DESCRIPTION OF THE TASK
In the entries that follow, count each line containing "test" and state the total, nothing more.

==== PROVIDED MATERIAL

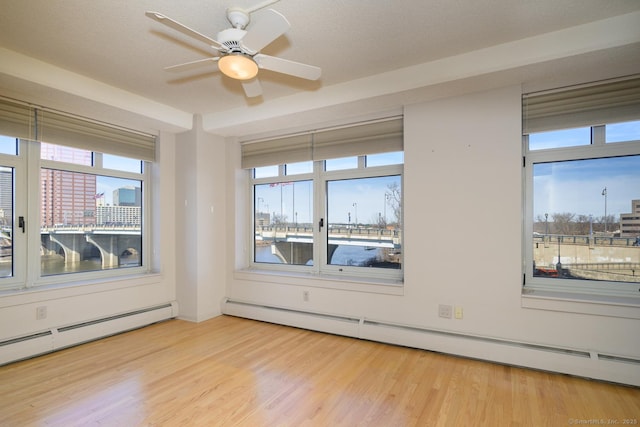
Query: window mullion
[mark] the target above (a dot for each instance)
(598, 135)
(33, 184)
(320, 213)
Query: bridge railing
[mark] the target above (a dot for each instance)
(341, 230)
(567, 239)
(89, 228)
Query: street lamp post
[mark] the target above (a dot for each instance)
(355, 205)
(546, 230)
(604, 193)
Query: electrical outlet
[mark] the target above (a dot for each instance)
(444, 311)
(41, 312)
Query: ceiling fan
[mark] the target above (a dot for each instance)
(238, 48)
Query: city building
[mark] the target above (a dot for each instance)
(67, 198)
(453, 72)
(127, 196)
(630, 222)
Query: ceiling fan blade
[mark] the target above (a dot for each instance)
(252, 88)
(279, 65)
(269, 27)
(184, 29)
(189, 65)
(261, 5)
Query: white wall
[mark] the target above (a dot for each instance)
(200, 222)
(83, 302)
(463, 239)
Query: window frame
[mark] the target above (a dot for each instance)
(27, 166)
(626, 292)
(320, 267)
(19, 239)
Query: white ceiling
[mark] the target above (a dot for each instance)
(105, 57)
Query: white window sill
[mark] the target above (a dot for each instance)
(350, 283)
(600, 305)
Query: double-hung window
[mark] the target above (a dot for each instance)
(73, 198)
(582, 205)
(329, 202)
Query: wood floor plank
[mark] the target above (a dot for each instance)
(236, 372)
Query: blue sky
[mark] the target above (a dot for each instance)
(576, 186)
(364, 197)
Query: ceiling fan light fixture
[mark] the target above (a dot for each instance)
(238, 66)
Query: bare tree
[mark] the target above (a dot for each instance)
(393, 197)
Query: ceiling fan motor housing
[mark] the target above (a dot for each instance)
(230, 38)
(238, 17)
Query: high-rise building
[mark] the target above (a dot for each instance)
(67, 198)
(127, 196)
(630, 222)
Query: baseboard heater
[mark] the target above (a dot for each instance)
(579, 362)
(31, 345)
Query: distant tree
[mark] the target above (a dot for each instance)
(279, 219)
(393, 197)
(562, 222)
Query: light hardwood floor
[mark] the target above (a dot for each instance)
(230, 371)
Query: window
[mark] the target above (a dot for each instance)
(582, 164)
(87, 215)
(337, 213)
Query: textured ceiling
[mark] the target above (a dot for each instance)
(114, 43)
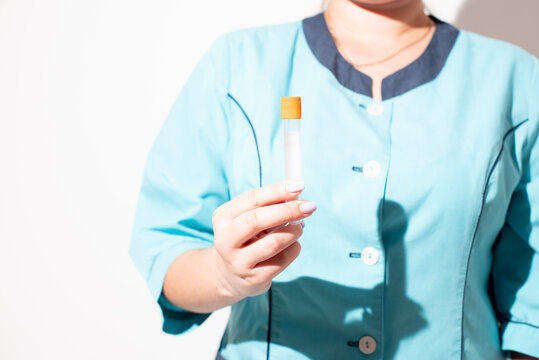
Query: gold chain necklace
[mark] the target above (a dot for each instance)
(358, 66)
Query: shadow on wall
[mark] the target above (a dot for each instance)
(512, 21)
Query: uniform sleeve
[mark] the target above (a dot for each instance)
(183, 182)
(515, 274)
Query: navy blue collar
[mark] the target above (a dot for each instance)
(420, 71)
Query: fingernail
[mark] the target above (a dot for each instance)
(308, 207)
(295, 186)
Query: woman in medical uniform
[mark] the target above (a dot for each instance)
(419, 201)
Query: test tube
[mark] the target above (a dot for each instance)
(291, 116)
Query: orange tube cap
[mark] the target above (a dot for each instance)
(291, 107)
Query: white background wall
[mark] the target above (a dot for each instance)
(84, 89)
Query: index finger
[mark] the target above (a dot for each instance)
(261, 196)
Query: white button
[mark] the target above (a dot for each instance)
(370, 255)
(367, 345)
(375, 109)
(372, 169)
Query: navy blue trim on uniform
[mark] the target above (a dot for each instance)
(422, 70)
(477, 223)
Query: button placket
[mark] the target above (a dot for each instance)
(375, 108)
(367, 345)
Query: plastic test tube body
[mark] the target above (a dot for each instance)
(291, 117)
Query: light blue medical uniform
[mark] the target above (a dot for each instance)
(425, 243)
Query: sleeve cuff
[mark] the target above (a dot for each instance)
(175, 320)
(521, 337)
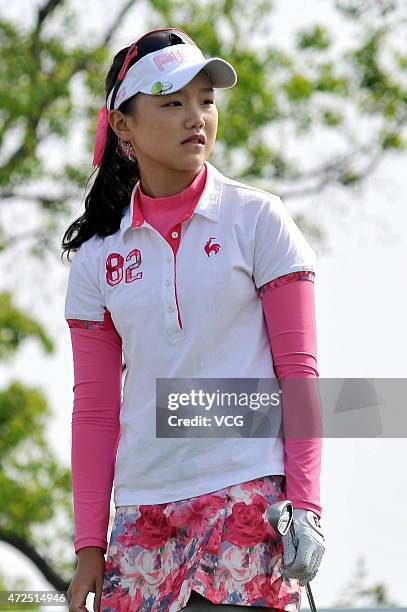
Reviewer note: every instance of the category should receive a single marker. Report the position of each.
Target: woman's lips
(195, 144)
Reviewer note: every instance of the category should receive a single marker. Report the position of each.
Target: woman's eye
(177, 102)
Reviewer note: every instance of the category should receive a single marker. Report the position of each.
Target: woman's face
(160, 124)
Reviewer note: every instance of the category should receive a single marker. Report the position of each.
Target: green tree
(310, 88)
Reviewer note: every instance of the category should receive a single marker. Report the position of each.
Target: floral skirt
(219, 544)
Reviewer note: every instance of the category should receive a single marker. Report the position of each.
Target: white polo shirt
(238, 238)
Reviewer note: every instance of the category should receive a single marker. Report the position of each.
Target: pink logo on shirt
(211, 247)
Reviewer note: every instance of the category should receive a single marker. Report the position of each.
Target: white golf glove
(303, 557)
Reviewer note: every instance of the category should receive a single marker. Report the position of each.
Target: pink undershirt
(289, 311)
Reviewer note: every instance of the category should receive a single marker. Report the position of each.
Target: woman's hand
(88, 578)
(303, 556)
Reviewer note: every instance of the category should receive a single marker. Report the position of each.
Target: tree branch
(109, 34)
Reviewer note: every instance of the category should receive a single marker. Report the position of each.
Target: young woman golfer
(185, 273)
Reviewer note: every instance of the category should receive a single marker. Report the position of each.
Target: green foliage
(35, 488)
(279, 92)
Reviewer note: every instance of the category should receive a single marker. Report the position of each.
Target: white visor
(170, 69)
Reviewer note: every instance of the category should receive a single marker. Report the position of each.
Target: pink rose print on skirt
(219, 544)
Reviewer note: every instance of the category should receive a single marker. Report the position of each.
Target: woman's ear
(119, 124)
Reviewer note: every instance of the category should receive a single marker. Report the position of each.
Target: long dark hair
(114, 182)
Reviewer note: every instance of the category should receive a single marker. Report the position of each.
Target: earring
(128, 150)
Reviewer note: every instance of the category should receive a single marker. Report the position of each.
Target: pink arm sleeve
(97, 358)
(289, 310)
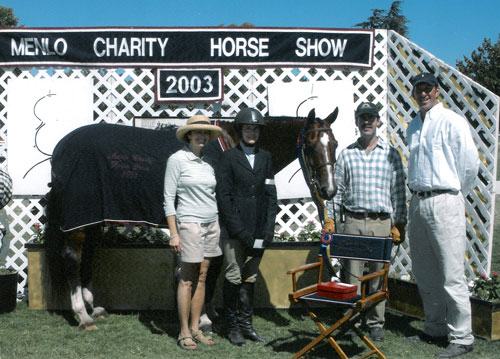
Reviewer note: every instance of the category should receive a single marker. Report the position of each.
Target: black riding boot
(230, 296)
(246, 313)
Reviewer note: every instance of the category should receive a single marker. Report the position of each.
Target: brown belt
(427, 194)
(370, 215)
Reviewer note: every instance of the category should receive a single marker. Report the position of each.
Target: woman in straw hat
(191, 211)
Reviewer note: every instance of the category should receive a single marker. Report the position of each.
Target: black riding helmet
(249, 116)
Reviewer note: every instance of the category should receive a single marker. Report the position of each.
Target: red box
(336, 290)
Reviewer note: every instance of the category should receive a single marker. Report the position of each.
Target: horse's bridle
(309, 170)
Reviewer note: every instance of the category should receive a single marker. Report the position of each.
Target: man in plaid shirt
(371, 198)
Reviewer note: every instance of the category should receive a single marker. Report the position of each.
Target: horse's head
(318, 149)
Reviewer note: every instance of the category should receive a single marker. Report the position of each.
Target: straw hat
(197, 122)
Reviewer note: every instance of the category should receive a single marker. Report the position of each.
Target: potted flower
(485, 302)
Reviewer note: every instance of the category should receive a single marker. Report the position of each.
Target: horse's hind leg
(89, 246)
(72, 254)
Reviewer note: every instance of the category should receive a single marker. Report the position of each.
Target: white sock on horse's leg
(78, 306)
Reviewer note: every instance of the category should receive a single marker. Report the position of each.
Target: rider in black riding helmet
(247, 201)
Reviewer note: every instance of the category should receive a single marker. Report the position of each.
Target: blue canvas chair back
(357, 247)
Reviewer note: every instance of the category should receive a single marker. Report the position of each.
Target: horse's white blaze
(78, 306)
(325, 139)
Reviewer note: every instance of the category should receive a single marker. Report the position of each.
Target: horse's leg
(72, 254)
(91, 235)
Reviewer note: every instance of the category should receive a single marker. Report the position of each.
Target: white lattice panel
(480, 107)
(122, 94)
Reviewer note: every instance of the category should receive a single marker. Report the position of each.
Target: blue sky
(449, 29)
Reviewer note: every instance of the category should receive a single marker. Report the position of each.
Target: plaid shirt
(371, 182)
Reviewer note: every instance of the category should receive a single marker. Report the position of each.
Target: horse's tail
(54, 238)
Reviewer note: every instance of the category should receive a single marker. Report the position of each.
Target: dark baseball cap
(424, 77)
(367, 107)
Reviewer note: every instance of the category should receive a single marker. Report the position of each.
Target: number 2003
(184, 84)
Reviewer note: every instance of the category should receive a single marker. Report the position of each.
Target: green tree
(391, 19)
(483, 66)
(7, 18)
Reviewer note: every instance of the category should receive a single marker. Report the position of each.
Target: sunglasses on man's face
(427, 88)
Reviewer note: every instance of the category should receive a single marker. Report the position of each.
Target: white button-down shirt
(442, 152)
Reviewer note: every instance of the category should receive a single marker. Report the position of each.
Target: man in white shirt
(442, 167)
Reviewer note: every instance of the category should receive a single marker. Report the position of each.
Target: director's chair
(369, 249)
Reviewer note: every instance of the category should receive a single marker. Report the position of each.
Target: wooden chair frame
(357, 306)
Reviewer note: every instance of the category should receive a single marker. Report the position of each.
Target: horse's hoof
(99, 313)
(88, 327)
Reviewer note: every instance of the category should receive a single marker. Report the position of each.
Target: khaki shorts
(199, 240)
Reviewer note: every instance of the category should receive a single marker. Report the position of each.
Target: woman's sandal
(201, 338)
(186, 343)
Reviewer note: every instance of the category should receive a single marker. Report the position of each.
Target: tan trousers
(438, 242)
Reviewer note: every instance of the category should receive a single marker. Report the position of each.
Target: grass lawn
(27, 333)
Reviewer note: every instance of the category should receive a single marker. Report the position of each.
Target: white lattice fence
(122, 94)
(480, 107)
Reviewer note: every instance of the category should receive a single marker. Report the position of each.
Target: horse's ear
(311, 116)
(333, 116)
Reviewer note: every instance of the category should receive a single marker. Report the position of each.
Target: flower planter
(485, 318)
(405, 298)
(8, 291)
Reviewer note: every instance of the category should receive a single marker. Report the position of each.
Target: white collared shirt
(442, 152)
(192, 181)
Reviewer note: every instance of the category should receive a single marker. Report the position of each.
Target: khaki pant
(375, 317)
(240, 267)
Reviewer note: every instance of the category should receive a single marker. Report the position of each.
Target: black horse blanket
(107, 173)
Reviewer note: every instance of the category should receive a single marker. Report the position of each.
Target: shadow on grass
(298, 337)
(160, 322)
(67, 315)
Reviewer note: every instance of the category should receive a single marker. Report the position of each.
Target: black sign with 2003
(194, 85)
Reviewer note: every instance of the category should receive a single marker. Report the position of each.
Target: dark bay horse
(111, 173)
(316, 149)
(101, 174)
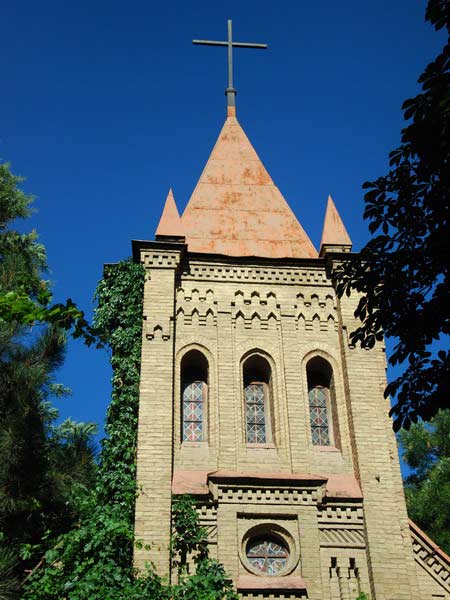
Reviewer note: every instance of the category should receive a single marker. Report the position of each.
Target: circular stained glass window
(268, 555)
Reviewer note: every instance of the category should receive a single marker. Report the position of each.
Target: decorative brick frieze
(241, 494)
(271, 595)
(161, 260)
(279, 275)
(208, 520)
(342, 538)
(431, 559)
(338, 514)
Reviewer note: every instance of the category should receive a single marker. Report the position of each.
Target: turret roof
(236, 209)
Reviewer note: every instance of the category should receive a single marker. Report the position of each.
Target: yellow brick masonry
(288, 313)
(155, 425)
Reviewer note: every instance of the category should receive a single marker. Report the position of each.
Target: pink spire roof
(334, 232)
(170, 222)
(237, 210)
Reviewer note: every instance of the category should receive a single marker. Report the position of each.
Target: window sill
(327, 449)
(273, 583)
(254, 446)
(194, 444)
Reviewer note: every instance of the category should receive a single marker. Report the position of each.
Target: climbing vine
(95, 559)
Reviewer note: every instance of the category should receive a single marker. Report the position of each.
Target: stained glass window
(318, 411)
(193, 405)
(255, 413)
(268, 555)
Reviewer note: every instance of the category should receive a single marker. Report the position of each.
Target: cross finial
(230, 91)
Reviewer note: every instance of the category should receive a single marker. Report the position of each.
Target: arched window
(257, 397)
(194, 390)
(321, 402)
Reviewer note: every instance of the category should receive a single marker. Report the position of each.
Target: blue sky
(106, 104)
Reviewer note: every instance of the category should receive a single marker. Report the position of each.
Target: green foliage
(9, 581)
(187, 536)
(189, 541)
(25, 298)
(402, 273)
(426, 449)
(41, 464)
(94, 560)
(118, 318)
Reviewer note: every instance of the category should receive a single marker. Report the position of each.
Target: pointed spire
(334, 235)
(237, 210)
(170, 222)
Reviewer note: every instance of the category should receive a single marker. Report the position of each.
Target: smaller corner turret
(334, 234)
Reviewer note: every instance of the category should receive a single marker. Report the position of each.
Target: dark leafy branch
(402, 274)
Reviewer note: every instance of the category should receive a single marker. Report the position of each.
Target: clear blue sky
(104, 105)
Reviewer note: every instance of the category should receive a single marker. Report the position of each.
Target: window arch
(257, 377)
(322, 404)
(194, 395)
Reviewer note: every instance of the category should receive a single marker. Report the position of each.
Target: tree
(41, 464)
(426, 450)
(25, 297)
(95, 559)
(402, 274)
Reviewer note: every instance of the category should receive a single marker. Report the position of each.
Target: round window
(269, 555)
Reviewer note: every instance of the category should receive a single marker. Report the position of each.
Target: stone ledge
(256, 582)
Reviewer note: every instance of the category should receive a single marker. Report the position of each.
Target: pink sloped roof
(237, 210)
(170, 221)
(334, 232)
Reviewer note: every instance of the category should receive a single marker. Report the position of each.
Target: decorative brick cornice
(195, 271)
(430, 557)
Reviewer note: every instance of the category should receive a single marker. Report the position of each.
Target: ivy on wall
(94, 561)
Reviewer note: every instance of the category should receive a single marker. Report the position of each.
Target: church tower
(253, 400)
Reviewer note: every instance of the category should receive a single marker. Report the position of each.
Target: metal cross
(230, 91)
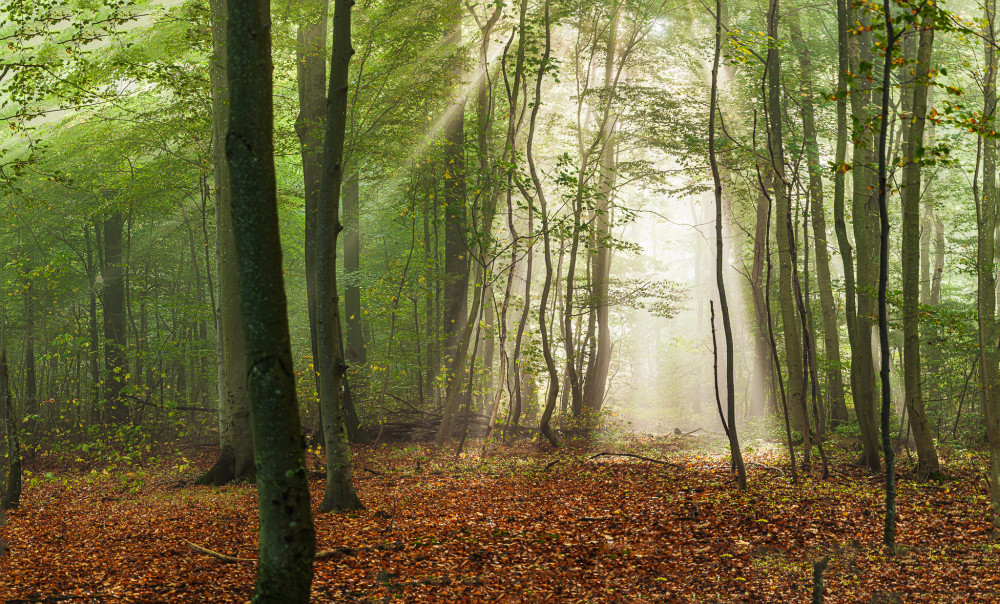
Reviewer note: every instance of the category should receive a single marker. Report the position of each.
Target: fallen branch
(649, 459)
(217, 555)
(320, 555)
(765, 467)
(337, 552)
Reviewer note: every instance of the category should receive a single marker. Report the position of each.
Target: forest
(499, 301)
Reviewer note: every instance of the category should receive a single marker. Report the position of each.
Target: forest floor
(522, 524)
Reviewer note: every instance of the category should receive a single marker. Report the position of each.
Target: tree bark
(340, 493)
(235, 434)
(113, 301)
(597, 378)
(789, 323)
(734, 443)
(927, 461)
(310, 124)
(287, 538)
(12, 491)
(865, 214)
(987, 220)
(828, 308)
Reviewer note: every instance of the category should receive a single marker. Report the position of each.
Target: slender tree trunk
(113, 301)
(987, 220)
(865, 223)
(357, 350)
(889, 536)
(831, 335)
(235, 434)
(30, 377)
(793, 345)
(93, 354)
(550, 364)
(456, 249)
(340, 493)
(734, 442)
(12, 491)
(911, 248)
(597, 379)
(310, 124)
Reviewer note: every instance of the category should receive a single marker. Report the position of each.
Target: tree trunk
(12, 493)
(793, 345)
(987, 220)
(553, 394)
(310, 124)
(889, 534)
(113, 301)
(831, 335)
(340, 493)
(287, 538)
(456, 248)
(865, 214)
(734, 443)
(30, 377)
(911, 250)
(235, 434)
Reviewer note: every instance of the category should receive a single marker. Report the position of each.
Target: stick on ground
(649, 459)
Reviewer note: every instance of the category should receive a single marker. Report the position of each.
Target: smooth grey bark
(310, 125)
(782, 200)
(987, 211)
(457, 263)
(11, 490)
(236, 461)
(553, 394)
(865, 226)
(30, 377)
(763, 369)
(287, 538)
(889, 533)
(340, 493)
(597, 374)
(828, 308)
(734, 442)
(94, 352)
(113, 303)
(927, 460)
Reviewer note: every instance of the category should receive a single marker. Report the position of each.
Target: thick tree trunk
(235, 434)
(911, 251)
(340, 493)
(287, 538)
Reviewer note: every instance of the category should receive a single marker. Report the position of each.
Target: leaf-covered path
(512, 528)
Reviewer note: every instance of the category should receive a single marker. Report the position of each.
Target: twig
(649, 459)
(217, 555)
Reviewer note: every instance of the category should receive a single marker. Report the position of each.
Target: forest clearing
(519, 525)
(499, 300)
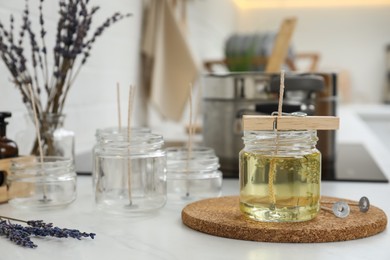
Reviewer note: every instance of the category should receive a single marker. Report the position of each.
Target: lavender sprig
(21, 235)
(74, 38)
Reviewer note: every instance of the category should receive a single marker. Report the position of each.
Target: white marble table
(163, 236)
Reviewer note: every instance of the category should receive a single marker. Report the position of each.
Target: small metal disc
(364, 204)
(340, 209)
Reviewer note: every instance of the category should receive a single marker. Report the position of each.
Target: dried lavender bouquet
(29, 66)
(20, 235)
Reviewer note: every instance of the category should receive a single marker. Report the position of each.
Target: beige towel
(168, 64)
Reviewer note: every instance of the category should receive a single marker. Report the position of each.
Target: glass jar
(192, 175)
(280, 175)
(32, 184)
(130, 174)
(104, 135)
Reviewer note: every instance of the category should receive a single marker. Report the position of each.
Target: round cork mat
(222, 217)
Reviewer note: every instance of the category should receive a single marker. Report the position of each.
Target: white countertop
(163, 236)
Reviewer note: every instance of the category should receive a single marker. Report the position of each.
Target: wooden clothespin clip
(294, 121)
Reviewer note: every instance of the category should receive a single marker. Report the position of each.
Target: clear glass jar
(32, 184)
(280, 175)
(130, 174)
(102, 134)
(108, 134)
(192, 175)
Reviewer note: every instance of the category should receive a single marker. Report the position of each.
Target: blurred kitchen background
(350, 37)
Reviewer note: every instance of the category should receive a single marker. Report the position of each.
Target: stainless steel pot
(226, 97)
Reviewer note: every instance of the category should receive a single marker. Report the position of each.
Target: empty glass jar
(32, 184)
(104, 135)
(192, 174)
(130, 174)
(280, 175)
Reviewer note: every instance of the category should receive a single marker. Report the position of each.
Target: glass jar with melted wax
(280, 175)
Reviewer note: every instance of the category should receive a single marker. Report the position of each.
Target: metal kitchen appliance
(226, 97)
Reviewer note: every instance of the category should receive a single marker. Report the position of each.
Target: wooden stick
(118, 97)
(36, 123)
(281, 94)
(190, 133)
(254, 123)
(272, 165)
(130, 106)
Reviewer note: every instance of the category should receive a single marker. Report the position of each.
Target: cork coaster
(222, 217)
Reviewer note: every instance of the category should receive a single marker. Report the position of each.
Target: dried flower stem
(20, 235)
(71, 51)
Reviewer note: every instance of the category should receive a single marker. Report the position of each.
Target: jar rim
(181, 152)
(121, 140)
(114, 130)
(21, 163)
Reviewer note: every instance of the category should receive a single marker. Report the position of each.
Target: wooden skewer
(130, 106)
(118, 97)
(190, 134)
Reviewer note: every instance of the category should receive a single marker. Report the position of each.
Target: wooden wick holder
(290, 122)
(4, 168)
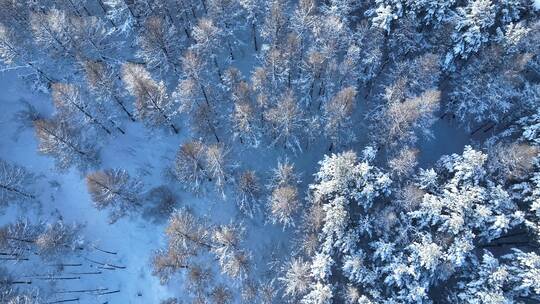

========

RESPONSE BOX
2